Extracted data entries
::::::::

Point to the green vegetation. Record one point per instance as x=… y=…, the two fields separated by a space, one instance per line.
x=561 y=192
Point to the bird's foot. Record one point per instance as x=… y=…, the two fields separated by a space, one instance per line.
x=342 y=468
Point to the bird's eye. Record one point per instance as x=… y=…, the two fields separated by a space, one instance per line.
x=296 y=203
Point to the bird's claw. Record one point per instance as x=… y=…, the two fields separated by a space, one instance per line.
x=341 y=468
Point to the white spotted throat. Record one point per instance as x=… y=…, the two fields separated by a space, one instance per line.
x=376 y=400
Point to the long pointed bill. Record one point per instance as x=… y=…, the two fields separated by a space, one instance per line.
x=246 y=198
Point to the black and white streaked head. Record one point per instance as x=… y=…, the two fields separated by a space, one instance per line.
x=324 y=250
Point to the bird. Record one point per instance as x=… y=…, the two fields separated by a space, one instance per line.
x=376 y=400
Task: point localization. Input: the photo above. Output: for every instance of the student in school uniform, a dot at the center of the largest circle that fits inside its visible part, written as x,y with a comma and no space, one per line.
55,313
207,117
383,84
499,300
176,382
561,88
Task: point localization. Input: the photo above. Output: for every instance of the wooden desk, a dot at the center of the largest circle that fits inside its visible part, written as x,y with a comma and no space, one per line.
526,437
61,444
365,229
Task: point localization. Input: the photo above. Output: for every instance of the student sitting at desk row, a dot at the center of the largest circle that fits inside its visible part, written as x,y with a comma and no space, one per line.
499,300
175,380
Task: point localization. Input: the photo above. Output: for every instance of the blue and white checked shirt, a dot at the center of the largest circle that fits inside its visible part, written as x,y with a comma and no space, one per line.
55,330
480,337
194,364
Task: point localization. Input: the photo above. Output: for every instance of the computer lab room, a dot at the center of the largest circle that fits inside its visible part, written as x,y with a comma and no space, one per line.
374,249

::::::::

Do this>
Take the listing above and set it down exactly.

Result of the task>
Point to the green vegetation. Record one point per instance as x=… y=…, the two fields separated by a space, one instance per line.
x=561 y=192
Point to the bird's foot. Record one point per instance as x=… y=…, the two fields separated by a space, one instance per line.
x=342 y=468
Point to the bird's eye. Record one point per instance as x=… y=…, the two fields separated by a space, one instance per line.
x=296 y=203
Point to the bird's claw. Record one point per instance as x=… y=…, the two fields separated by a space, one instance per line.
x=341 y=468
Point to the white spotted throat. Record one point per instance as x=… y=…, the two fields separated by a space, one instance per line.
x=376 y=400
Point to the long pointed bill. Record one point per instance as x=… y=…, the two fields separated by a space, one instance per line.
x=246 y=198
Point to the black and white streaked head. Record one point per instance as x=… y=…, the two fields separated by a space, one instance per line.
x=324 y=250
Point to the bird. Record one point per instance as x=… y=…, the two fields separated by a space, one instance per line.
x=376 y=400
Task: point localization. Input: the photo above. Output: for every instance of the student in school uniform, a dot at the center of the largest circle that fits inside its visible part, written as x,y with a comma and no space, one per line.
55,313
207,117
383,84
499,300
176,382
561,88
Task: point localization. Input: the photo above. Output: for every instance of the wooden desk, a dot at the center of the largest circle that fits inside its visible part, written as x,y with a comma and no space, one per line.
526,437
61,444
365,229
Task: point localization. Input: the photo above. Output: for every instance of the student sitting at desk row, a dot at the center of the largest circle that fits inside its visible part, written as x,y with a comma and no space, one per line.
499,300
175,380
Task: point localization. Input: the photo above. Output: for every instance of the blue and white checked shirt, a dot at the center of the largest circle that fits inside its visible part, written as x,y with a comma and no space, one per line.
55,330
480,337
194,364
Task: point localization. Input: the photo above. Output: for every instance of the computer lab room, a dot at the center of the largest circle that fits inside its visible part, written as x,y with a comma and no space, one per line.
374,249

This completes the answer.